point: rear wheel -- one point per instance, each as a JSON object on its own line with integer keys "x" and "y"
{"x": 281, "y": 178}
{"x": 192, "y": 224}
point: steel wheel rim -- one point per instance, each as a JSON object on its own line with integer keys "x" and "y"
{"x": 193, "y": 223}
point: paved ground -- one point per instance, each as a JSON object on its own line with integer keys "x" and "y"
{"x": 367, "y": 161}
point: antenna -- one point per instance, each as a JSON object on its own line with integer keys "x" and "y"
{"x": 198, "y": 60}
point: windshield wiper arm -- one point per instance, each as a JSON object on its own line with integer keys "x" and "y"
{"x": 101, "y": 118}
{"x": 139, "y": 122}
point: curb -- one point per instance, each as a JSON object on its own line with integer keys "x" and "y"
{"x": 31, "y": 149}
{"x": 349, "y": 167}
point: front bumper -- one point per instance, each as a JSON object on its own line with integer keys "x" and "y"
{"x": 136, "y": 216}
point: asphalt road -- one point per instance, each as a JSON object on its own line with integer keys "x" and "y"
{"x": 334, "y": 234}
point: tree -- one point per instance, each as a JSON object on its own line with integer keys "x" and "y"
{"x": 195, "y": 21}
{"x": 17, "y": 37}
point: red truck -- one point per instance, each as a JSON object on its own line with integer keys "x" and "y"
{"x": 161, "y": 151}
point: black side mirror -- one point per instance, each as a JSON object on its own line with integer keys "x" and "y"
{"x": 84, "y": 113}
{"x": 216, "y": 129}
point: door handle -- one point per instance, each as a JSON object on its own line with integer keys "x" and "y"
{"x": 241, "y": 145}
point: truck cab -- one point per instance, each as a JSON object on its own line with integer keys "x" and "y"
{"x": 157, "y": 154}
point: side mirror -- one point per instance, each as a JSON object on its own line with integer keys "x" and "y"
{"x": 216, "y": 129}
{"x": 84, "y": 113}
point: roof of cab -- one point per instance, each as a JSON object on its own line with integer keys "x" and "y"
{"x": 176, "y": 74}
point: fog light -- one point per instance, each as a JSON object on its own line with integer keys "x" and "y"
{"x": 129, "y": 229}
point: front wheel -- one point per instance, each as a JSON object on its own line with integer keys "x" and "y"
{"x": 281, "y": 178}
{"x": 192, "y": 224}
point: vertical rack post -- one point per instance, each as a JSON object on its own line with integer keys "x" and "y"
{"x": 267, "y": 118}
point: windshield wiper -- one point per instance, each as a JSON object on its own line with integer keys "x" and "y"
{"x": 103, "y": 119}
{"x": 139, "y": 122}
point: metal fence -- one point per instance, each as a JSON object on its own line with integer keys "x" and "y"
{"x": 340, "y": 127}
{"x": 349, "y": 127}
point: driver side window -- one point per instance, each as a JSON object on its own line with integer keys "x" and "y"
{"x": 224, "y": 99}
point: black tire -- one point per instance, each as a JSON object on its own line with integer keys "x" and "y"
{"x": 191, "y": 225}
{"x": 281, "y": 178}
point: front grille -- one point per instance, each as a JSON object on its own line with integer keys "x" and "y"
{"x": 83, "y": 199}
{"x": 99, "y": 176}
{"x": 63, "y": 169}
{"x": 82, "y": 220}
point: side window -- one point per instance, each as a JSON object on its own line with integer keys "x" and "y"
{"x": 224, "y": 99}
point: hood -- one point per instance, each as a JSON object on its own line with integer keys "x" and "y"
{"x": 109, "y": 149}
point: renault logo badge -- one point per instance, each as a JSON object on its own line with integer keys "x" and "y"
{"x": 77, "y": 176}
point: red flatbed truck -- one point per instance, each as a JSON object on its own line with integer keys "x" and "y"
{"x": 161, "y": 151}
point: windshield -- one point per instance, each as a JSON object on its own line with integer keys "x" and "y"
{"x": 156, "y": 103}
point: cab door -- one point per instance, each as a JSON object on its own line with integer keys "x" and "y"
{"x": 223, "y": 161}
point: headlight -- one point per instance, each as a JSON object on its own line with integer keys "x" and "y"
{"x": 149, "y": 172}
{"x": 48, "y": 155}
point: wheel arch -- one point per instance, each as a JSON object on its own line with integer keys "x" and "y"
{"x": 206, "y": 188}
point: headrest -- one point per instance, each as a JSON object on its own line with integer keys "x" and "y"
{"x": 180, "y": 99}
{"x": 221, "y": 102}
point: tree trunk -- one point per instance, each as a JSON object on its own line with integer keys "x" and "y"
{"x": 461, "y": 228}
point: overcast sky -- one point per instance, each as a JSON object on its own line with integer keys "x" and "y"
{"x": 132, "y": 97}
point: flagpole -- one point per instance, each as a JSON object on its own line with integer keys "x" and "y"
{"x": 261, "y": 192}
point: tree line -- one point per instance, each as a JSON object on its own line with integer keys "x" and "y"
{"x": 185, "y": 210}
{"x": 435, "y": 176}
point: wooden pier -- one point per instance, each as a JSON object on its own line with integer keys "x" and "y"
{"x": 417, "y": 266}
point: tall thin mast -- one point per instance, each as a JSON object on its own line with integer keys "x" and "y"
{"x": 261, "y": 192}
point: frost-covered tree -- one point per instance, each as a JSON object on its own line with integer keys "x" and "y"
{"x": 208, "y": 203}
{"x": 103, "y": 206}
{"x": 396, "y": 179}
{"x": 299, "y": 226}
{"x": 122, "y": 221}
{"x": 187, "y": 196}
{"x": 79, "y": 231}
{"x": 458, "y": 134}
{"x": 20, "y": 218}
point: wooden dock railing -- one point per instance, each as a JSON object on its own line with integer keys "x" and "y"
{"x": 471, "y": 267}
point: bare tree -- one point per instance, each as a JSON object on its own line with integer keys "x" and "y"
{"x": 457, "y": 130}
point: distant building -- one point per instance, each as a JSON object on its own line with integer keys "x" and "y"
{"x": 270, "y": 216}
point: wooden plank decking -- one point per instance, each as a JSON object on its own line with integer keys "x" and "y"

·····

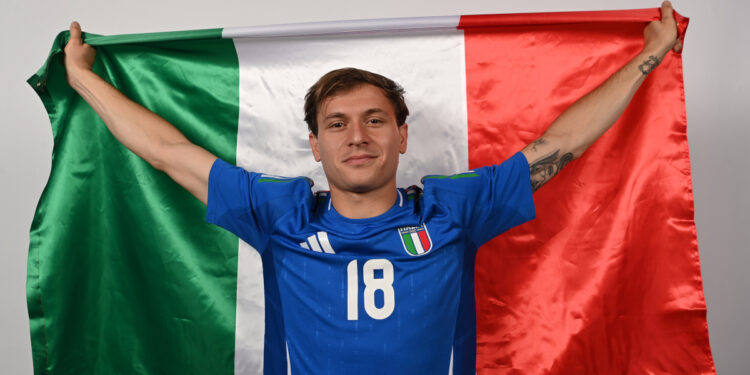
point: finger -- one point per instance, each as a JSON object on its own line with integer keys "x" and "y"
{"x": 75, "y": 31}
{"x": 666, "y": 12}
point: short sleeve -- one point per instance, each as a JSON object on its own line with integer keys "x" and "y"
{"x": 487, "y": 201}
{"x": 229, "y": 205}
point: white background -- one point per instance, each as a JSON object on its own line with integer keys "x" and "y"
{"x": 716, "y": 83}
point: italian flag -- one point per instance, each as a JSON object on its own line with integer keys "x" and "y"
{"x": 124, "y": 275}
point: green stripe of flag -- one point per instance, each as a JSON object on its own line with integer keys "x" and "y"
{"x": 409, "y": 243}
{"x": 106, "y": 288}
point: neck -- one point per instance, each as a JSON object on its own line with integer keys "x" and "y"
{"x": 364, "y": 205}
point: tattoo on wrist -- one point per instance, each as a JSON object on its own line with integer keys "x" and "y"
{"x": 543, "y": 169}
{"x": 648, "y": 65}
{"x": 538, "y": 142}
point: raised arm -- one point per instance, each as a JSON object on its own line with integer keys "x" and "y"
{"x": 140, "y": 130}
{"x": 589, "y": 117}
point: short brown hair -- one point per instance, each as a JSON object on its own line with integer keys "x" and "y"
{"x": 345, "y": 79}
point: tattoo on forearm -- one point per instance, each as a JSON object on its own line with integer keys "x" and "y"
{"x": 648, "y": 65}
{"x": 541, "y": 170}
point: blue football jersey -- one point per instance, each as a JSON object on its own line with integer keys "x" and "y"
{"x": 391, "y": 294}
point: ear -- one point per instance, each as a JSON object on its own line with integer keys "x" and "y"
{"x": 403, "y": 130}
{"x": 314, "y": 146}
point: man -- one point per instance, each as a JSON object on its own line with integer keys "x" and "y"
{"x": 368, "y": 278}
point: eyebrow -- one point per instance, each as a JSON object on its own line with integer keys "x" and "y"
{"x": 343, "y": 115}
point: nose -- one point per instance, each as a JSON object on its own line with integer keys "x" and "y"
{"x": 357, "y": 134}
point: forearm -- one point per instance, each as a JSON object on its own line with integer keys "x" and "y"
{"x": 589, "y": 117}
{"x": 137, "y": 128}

·····

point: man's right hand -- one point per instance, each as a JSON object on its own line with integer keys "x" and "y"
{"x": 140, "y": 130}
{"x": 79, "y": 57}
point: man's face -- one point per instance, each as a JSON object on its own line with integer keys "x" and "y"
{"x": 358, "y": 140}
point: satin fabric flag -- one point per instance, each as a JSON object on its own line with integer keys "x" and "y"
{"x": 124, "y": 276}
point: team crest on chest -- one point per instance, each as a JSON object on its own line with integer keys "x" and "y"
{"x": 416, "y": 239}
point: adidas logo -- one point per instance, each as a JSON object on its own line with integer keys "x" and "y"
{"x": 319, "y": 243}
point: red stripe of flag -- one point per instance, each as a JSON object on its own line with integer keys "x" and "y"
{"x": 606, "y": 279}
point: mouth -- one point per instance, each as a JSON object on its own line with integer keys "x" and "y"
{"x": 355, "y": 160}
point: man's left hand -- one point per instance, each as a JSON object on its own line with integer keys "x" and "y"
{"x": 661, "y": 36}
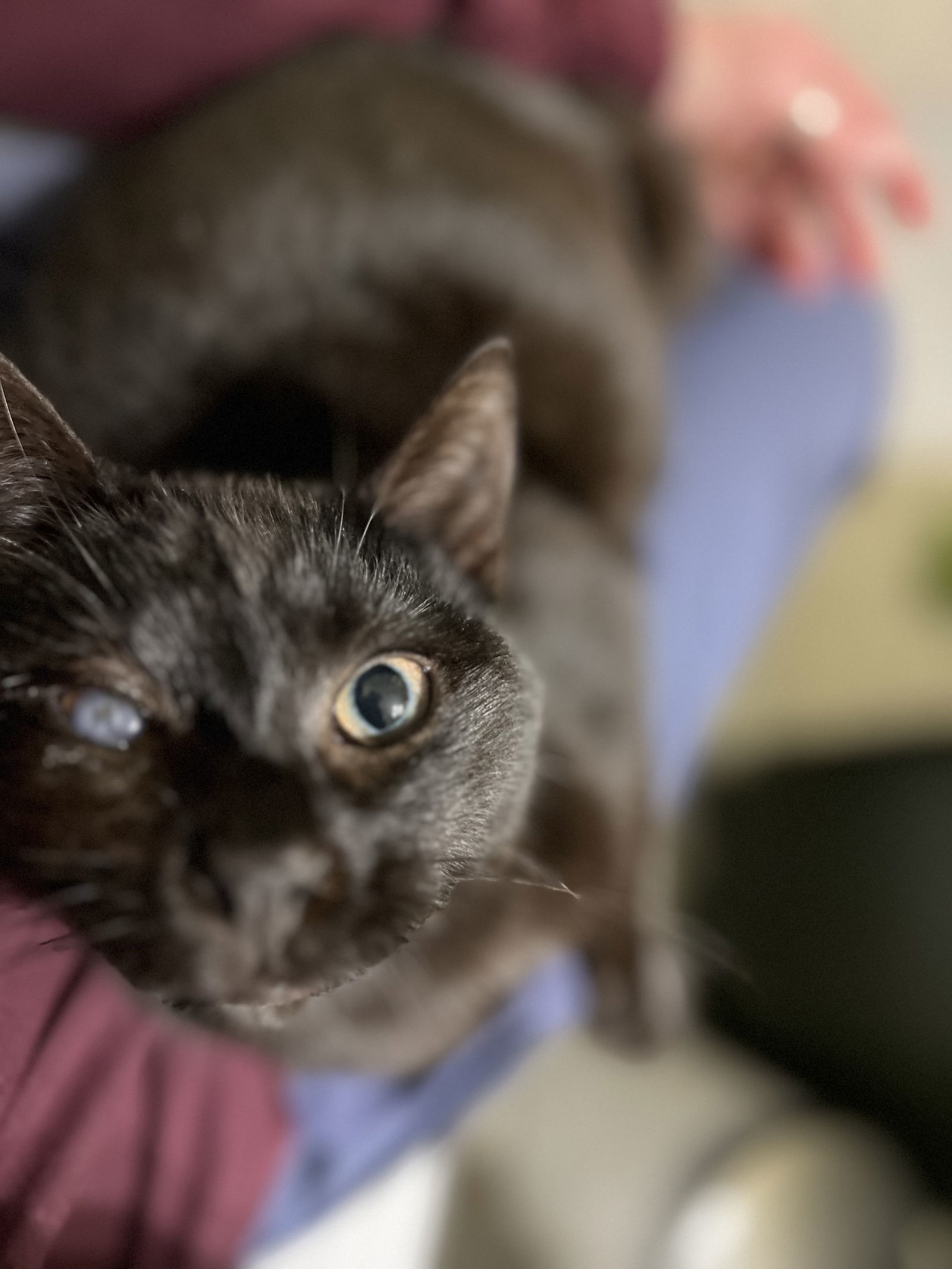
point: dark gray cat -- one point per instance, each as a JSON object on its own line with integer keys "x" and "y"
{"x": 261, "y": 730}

·····

■ Set task: Locate every line in the rows above that contains the word "window" and copy each one out. Case counts.

■ Finished exercise:
point: driver side window -- one point per instance, each as a JSON object on its own line with integer keys "x" and "y"
point: side window -- one point per instance, each as a JSON object on its own line with integer keys "x" and "y"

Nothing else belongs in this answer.